EXERCISE INSTRUCTIONS » Every line of the material is to be returned verbatim. Pictures stay out.

PROVIDED RECORDS »

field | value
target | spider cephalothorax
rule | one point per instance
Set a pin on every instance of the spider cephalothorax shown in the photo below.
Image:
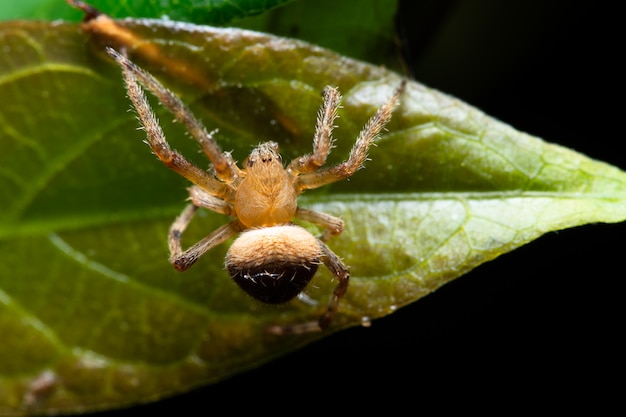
(272, 259)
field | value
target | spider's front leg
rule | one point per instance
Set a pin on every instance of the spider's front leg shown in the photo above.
(358, 154)
(225, 167)
(322, 141)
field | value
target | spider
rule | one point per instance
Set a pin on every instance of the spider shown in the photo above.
(272, 259)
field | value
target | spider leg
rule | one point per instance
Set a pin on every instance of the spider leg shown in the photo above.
(225, 167)
(322, 141)
(358, 154)
(340, 271)
(199, 197)
(182, 260)
(333, 225)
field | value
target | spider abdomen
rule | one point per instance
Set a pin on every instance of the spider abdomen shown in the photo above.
(274, 264)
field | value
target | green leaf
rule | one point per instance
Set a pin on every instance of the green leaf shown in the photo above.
(92, 314)
(215, 12)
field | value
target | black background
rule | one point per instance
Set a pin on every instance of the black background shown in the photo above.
(540, 327)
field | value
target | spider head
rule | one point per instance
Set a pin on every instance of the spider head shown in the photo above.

EXERCISE RESPONSE »
field | value
target | spider cephalothorax
rule | one point per instance
Set a pin on every instance of the spider cephalothorax shown in the photo below.
Image:
(272, 259)
field | value
target | spider's front leg
rule | one point per instance
Set a pin on every instance of the spider's front leg shown in the photo above.
(358, 154)
(225, 167)
(322, 141)
field | value
target | spider
rule | one point per instance
Set a pin on every instance of the spider shown in the photo above.
(272, 259)
field | value
target | spider leg
rule | one point per instance
Set a pin on every instance of the spider leg shown in the photo above.
(225, 167)
(322, 141)
(358, 154)
(340, 271)
(199, 197)
(182, 260)
(333, 225)
field | value
target | spider abdomen
rule | one point per instance
Set a pin on every instance of the spider abdomen shown in the photo above.
(274, 264)
field | value
target | green leaf
rule | one point per instance
Set a pin on every instance of the green leaf shown in the photo above.
(92, 314)
(215, 12)
field | value
target | black background
rule | one point per instance
Set a pin on every instance of the black background shown in the photo above.
(540, 327)
field | value
target | spider head
rule | one point per instance
Set a pin on every instance of the spider head shown in the photo above.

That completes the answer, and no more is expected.